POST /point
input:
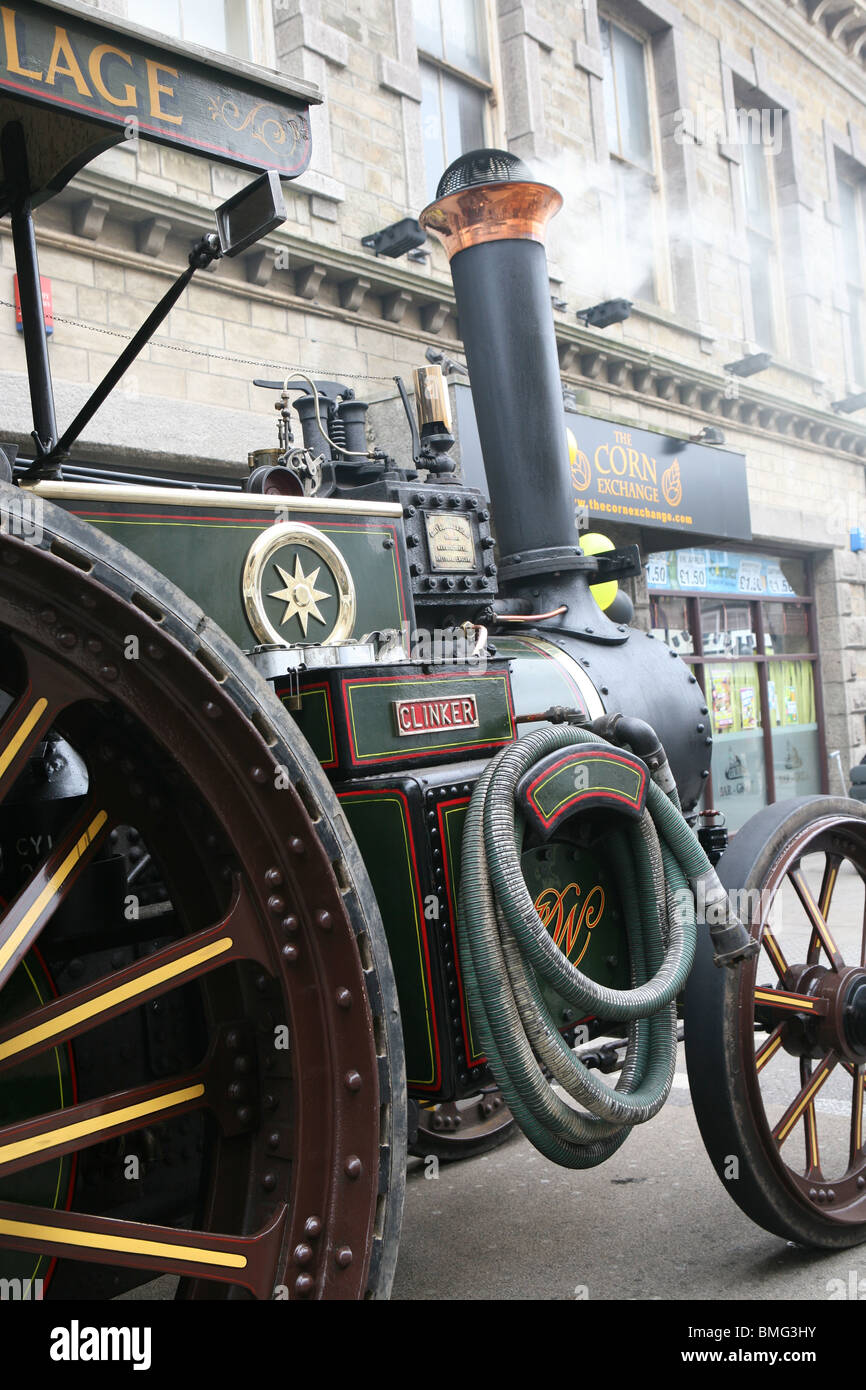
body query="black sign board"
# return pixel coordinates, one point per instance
(113, 82)
(620, 474)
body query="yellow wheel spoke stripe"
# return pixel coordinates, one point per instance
(769, 1050)
(783, 1001)
(102, 1002)
(54, 883)
(809, 1096)
(84, 1129)
(829, 887)
(21, 734)
(123, 1244)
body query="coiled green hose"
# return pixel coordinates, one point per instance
(505, 951)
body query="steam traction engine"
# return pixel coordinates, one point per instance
(335, 811)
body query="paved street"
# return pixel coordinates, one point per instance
(652, 1223)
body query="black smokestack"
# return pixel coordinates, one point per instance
(492, 217)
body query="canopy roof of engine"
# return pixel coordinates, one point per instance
(78, 81)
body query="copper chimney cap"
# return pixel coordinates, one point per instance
(489, 196)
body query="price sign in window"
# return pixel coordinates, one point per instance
(691, 569)
(656, 571)
(751, 577)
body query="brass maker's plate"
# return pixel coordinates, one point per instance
(433, 715)
(296, 587)
(451, 542)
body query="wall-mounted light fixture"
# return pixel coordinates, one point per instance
(850, 403)
(609, 312)
(396, 239)
(751, 364)
(448, 364)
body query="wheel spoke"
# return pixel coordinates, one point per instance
(804, 1098)
(790, 1001)
(769, 1048)
(820, 931)
(77, 1126)
(774, 951)
(47, 887)
(232, 938)
(813, 1165)
(237, 1260)
(831, 868)
(856, 1119)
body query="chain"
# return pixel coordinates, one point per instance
(210, 356)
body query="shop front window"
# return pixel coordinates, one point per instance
(455, 64)
(745, 626)
(214, 24)
(738, 763)
(794, 729)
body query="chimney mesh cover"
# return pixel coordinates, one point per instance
(483, 167)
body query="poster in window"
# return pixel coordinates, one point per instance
(773, 702)
(748, 708)
(791, 715)
(723, 709)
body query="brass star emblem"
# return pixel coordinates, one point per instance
(300, 595)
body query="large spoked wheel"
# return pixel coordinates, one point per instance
(245, 1029)
(776, 1048)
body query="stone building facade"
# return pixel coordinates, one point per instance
(712, 156)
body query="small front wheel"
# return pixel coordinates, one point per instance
(776, 1048)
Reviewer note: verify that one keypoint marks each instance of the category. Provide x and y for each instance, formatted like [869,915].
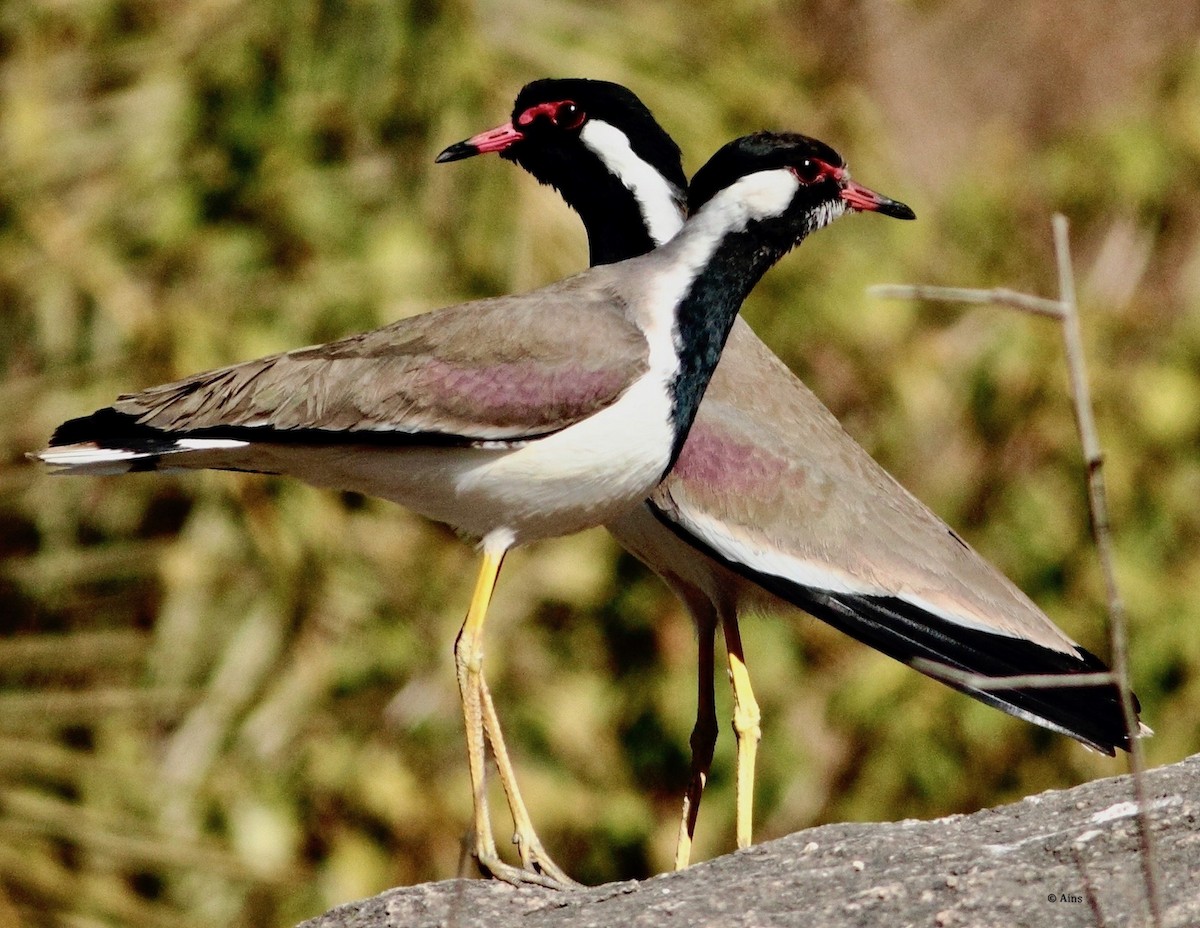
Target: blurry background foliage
[229,700]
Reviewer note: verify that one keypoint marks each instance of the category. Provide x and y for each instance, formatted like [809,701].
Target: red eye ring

::::::

YOUR ASSIGNMENT: Each line that contains the string "verify" should be copied from the data above.

OUTPUT FOR THIS TASK:
Reviewer note: verify that one keypoint marks each instance of the category. Provide x and y for each instance, formatted like [869,915].
Reviewer note: verify that one keypoint marks each instance of the category. Provide x and y for each instance, formatted like [809,701].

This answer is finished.